With just six days to go before the Fourth International Conference on Financing for Development, or FfD4, global leaders are preparing to gather in sun-scorched Sevilla, Spain, where temperatures are expected to approach 43 degrees Celsius (110°F). (Pack a hat. And maybe a fan.)
Last week, we learned that the U.S. is sitting this one out: U.S. representative Jonathan Shrier said that the text of a global pact to finance the U.N. Sustainable Development Goals — which includes language on climate change and gender, as well as international trade and taxation — “crosses many of our long-standing red lines.” The pullout wasn’t entirely unexpected, as the U.S. had previously proposed more than 400 amendments to the text. And the U.S. exit has already led to progress, with the rest of the countries agreeing to a text just afterward.
Shari Spiegel, the director of the financing for sustainable development office at the United Nations Department of Economic and Social Affairs, tells me that the rest of the world is moving forward without the U.S. Overall, countries celebrated the document. But some were disappointed with last-minute changes that removed some language on climate change in order to gain consensus, as well as an intention from the Europeans to “disassociate” themselves with an intergovernmental process that would recommend improvements for the global debt architecture.
“The world is coming together,” Spiegel says. “Of course, it’s always great to have the biggest economy in the world be part of the discussions, but the rest of the world wants to come together to move this forward and to make an agreement.”
With the outcome agreement already drafted, Spiegel — the behind-the-scenes force helping steer global consensus at FfD for the next 10 years of development priorities — says Sevilla will be a “starting point for implementing a new framework and new ways of thinking about how to get some of the financing back on track.”
She says that discussions will focus on the Sevilla Platform for Action, which will outline how to implement the goals outlined in the document.
Despite the positive outlook, Speigel would have preferred to have the U.S. as a productive participant in the conference. “It’s true that some of these actions need the U.S. as the major shareholder in some of the [international financial institutions],” she says. “There are actions that do need the U.S. participation in the end.”
→ Will you be in Sevilla? I’d love to meet Invested readers. Drop me a line at jesse.chaselubitz@devex.com.
Read: A Q&A with the woman who helped shape the Sevilla Platform for Action (Pro)

PROBLEM DETAILS » Write out the passage of the financing conference text starting with "With just six" and going on through "maybe a fan.)", substituting "Seville" for "Sevilla" wherever it appears. The records have no role in this work.

DATA LINES »
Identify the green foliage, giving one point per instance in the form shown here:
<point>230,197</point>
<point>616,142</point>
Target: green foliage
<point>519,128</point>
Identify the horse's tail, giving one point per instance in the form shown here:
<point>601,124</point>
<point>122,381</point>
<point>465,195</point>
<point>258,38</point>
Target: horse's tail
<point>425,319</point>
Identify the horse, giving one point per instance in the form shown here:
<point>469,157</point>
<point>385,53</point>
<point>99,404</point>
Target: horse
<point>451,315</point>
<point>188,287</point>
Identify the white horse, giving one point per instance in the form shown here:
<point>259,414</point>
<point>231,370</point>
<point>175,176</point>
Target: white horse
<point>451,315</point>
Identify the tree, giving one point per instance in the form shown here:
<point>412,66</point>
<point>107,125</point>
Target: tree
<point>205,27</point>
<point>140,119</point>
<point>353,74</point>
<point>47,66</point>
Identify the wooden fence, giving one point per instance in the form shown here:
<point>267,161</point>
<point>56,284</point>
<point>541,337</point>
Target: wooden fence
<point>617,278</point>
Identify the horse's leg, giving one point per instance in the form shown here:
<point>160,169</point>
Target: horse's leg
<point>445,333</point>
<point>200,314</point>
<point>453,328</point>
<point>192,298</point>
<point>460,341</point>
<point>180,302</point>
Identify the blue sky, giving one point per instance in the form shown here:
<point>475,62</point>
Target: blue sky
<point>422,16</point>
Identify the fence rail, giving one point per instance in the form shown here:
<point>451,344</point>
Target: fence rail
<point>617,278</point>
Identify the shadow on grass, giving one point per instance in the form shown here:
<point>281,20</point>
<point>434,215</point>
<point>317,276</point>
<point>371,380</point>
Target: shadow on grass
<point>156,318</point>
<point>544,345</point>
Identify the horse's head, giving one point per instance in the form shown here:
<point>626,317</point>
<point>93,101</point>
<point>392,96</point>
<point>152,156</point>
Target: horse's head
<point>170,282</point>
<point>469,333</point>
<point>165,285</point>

THE SOLUTION »
With just six days to go before the Fourth International Conference on Financing for Development, or FfD4, global leaders are preparing to gather in sun-scorched Seville, Spain, where temperatures are expected to approach 43 degrees Celsius (110°F). (Pack a hat. And maybe a fan.)